_Exercise goal_: Set every line of the material below into a numbered list, skipping blank lines and omitting the pictures.

(Photo object pointing records)
+-------+

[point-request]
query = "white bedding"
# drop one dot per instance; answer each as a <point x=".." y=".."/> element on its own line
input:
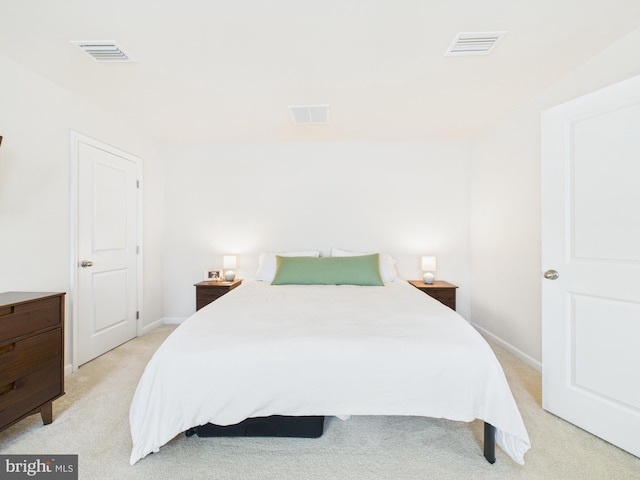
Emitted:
<point x="322" y="350"/>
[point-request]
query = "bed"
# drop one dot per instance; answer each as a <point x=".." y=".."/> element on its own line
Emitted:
<point x="333" y="350"/>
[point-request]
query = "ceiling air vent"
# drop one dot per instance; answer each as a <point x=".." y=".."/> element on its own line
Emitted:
<point x="474" y="43"/>
<point x="104" y="51"/>
<point x="309" y="114"/>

+-------+

_Output of the task_:
1. [point-request]
2. query = "white bedding"
3. # drop one dot per instance; answer each as a <point x=".." y=".."/> element on its own line
4. input:
5. Emitted:
6. <point x="322" y="350"/>
7. [point-request]
8. query = "bed"
9. # drop one dot per instance; answer each as a <point x=".." y=".."/> element on its own line
10. Emitted:
11. <point x="333" y="350"/>
12. [point-request]
13. query = "ceiling air vent"
14. # drop one dot per instance; answer each as a <point x=".." y=".."/> element on its own line
15. Emitted:
16. <point x="474" y="43"/>
17. <point x="104" y="51"/>
18. <point x="309" y="114"/>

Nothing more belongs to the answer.